* _Listed records_:
_ _ _ _ _

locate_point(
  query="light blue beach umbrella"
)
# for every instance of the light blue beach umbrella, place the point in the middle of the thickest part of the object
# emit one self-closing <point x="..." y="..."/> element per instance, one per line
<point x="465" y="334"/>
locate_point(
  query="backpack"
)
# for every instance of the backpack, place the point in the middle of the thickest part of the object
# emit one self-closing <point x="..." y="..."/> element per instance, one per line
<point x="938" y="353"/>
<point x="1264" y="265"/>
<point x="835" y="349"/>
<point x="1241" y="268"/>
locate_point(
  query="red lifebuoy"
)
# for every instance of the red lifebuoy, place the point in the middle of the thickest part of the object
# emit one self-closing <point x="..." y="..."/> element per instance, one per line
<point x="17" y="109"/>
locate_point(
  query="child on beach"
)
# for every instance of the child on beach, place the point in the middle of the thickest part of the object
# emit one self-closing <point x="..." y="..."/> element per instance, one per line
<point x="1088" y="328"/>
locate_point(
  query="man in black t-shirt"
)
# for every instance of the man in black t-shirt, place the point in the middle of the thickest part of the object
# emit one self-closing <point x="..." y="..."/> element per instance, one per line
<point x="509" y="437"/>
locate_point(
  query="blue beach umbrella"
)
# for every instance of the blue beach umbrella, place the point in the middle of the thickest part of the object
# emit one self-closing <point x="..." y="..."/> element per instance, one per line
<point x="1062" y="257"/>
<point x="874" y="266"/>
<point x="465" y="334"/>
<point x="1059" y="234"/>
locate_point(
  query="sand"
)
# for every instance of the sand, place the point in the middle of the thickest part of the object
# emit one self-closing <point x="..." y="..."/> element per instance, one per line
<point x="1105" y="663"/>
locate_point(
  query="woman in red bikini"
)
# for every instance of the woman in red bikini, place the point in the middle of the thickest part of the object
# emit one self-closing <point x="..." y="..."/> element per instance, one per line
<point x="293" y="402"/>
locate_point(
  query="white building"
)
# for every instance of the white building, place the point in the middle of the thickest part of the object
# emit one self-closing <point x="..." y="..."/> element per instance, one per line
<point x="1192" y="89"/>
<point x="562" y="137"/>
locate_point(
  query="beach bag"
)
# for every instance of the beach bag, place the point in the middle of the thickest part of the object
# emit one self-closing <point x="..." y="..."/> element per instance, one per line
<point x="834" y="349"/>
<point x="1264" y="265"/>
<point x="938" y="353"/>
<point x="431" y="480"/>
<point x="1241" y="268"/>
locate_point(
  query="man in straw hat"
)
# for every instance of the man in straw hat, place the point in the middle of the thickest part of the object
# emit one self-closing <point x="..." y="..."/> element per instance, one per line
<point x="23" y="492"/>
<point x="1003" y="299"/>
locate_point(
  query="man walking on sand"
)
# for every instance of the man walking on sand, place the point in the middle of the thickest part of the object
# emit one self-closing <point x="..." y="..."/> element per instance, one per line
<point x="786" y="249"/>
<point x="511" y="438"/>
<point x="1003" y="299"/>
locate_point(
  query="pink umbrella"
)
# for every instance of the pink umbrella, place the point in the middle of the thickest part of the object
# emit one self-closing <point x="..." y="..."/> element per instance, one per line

_ _ _ _ _

Within the entries above, find each line where "building" appears; copy every one.

* _Final answer_:
  query="white building"
# for every instance of the white building, place the point in the middle of the thickest part of the object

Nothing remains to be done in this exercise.